Location labeling records:
────────────────

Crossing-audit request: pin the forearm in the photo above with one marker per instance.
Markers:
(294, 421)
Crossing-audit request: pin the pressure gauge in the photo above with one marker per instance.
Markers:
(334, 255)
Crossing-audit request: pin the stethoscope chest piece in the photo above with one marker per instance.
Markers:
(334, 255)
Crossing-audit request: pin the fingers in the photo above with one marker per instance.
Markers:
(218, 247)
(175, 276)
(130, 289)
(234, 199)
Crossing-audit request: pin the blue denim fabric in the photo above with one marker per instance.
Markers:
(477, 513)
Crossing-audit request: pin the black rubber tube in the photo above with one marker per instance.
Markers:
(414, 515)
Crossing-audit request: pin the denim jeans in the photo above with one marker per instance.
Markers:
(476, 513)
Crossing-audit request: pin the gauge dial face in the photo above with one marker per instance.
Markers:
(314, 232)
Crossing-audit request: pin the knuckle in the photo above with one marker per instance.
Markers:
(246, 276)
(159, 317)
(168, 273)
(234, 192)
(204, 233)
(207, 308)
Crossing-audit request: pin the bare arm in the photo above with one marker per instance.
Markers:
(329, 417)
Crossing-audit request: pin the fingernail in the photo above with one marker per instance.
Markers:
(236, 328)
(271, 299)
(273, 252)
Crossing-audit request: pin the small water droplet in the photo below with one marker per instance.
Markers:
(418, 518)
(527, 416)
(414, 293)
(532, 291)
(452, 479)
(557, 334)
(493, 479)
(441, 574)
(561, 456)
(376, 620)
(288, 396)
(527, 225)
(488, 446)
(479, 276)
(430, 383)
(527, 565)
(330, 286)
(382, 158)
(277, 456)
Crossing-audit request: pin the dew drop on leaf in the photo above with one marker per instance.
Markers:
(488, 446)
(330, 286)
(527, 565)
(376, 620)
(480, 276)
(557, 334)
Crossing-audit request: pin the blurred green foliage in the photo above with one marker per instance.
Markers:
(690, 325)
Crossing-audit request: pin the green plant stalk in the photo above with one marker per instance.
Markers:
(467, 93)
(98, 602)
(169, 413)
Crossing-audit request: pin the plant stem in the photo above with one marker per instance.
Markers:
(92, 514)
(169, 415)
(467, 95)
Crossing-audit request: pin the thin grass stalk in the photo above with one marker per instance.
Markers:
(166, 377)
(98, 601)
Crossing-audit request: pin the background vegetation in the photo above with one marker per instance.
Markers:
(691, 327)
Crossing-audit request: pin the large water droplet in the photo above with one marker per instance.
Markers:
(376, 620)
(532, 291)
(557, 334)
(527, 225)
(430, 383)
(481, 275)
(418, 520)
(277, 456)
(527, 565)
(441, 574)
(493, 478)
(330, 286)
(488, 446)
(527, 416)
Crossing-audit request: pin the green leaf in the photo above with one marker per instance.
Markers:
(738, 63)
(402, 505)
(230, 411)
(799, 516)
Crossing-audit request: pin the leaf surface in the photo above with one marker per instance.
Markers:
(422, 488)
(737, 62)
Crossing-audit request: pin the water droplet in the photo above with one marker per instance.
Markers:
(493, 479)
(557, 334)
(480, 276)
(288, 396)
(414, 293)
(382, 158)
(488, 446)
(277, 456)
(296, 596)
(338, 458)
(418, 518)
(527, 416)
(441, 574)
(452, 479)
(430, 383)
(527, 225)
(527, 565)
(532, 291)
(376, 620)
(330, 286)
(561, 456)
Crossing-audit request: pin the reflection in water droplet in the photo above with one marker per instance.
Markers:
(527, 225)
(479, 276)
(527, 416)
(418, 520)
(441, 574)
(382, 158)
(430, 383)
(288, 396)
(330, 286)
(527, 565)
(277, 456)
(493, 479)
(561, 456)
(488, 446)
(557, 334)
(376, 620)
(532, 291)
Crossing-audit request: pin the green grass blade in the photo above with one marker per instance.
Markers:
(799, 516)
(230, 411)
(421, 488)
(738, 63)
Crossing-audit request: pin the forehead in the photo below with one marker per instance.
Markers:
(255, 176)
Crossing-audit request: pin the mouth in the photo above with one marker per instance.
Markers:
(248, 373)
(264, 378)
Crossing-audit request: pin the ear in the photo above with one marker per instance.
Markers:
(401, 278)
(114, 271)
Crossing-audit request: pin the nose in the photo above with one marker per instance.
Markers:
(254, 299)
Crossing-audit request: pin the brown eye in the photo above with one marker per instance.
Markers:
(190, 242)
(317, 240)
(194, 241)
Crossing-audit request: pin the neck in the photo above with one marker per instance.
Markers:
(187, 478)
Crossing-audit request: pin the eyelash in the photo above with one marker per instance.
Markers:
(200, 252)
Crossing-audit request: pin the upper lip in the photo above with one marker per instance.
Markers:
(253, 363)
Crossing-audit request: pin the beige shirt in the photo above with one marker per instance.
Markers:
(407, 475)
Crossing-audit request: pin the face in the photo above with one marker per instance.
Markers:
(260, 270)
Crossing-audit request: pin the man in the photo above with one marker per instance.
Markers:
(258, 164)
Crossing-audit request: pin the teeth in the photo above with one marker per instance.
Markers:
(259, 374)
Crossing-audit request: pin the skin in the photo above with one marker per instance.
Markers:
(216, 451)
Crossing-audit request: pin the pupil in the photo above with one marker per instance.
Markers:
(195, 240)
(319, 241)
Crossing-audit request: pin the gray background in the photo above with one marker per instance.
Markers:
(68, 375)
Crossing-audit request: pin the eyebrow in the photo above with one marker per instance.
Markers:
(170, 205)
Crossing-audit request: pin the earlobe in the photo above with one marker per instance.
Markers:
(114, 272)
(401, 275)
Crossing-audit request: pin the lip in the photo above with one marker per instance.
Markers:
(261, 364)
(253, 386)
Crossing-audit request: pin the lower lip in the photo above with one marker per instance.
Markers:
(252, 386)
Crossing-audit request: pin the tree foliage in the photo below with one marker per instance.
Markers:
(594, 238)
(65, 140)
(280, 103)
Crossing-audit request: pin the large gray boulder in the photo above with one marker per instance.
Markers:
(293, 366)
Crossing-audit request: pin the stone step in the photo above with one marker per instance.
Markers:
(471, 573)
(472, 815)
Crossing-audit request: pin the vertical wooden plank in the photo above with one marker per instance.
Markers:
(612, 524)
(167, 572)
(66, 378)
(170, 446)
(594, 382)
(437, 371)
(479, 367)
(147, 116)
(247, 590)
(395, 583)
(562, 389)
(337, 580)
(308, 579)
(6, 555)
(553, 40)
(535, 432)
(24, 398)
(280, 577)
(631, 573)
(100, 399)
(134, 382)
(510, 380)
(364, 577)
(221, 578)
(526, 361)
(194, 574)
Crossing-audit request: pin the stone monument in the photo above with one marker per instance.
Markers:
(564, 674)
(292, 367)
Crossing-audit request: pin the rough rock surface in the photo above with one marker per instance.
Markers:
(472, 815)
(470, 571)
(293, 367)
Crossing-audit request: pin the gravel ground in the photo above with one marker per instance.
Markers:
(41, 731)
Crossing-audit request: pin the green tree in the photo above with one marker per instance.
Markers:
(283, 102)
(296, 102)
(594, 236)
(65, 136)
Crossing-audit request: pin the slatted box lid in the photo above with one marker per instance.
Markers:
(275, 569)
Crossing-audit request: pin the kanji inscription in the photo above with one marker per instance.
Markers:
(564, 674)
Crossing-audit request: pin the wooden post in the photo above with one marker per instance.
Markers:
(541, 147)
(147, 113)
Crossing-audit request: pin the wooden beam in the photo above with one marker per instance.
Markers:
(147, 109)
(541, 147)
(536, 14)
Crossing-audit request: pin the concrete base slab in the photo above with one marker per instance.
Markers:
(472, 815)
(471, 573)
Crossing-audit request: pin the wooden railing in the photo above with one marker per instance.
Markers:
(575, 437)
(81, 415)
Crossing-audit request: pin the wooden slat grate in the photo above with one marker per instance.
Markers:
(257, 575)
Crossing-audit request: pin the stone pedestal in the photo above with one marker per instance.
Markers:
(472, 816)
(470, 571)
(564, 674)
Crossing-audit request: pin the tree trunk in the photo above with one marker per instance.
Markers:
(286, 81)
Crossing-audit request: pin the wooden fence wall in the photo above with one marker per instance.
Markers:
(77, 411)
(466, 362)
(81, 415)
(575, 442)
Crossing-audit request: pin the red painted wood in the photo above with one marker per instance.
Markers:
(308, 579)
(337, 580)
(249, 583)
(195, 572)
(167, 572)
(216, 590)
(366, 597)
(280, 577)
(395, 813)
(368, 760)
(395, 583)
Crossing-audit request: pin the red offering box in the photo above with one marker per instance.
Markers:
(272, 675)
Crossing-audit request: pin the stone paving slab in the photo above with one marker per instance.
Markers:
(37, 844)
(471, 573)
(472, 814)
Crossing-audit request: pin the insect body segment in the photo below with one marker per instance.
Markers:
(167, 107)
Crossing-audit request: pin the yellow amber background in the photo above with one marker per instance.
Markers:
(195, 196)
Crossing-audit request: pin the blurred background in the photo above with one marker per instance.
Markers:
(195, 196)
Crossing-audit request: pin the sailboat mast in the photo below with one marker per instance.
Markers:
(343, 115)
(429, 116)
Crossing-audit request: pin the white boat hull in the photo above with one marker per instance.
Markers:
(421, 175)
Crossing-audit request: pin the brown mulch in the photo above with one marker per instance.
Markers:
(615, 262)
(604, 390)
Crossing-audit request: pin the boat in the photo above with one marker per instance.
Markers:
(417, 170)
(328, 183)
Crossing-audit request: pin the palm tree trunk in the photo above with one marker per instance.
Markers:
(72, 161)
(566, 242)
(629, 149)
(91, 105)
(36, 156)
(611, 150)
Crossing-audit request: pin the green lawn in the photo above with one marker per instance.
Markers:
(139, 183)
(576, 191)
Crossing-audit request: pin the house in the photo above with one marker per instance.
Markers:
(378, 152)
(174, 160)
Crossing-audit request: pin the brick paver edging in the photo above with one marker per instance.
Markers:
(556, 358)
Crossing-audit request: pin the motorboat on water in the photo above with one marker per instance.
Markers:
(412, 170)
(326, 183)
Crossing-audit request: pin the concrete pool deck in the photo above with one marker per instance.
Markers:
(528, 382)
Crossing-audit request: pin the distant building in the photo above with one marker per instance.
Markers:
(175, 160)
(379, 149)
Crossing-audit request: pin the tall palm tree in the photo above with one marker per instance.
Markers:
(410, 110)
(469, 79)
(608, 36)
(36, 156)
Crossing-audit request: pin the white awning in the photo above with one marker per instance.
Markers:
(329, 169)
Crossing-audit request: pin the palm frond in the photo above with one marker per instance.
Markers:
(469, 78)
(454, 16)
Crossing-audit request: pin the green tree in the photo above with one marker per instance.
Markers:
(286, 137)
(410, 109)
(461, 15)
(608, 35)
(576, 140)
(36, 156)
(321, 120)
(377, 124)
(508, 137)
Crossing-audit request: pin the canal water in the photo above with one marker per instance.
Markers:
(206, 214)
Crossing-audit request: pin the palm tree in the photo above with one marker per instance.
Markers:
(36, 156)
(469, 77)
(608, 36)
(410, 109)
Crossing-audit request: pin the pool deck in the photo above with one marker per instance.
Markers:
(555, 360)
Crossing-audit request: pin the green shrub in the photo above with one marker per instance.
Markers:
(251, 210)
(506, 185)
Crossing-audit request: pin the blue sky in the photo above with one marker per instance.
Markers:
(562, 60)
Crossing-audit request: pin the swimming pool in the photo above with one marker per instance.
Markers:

────────────────

◆ YOUR OBJECTIVE:
Write out exactly the final stretch of the records: the line containing "Crossing-audit request: pin the canal" and every line after it, through the last, and nothing else.

◆ RESPONSE TO THE EXERCISE:
Crossing-audit request: pin the canal water in the photo above with one marker per instance.
Markers:
(206, 214)
Crossing-audit request: pin the palm tree in the photo above with one marker per instance.
Markers:
(36, 156)
(469, 77)
(608, 36)
(410, 109)
Crossing-audit request: pin the pool deck in the photo above with one marker per instance.
Markers:
(555, 360)
Crossing-audit request: pin the green shrub in the photo above with one marker per instance.
Markers:
(251, 210)
(506, 185)
Crossing-audit request: pin the blue sky in the photo above with one marker per instance.
Markers:
(562, 60)
Crossing-audit request: pin the swimming pool in the photo above with one marker per instance.
Markers:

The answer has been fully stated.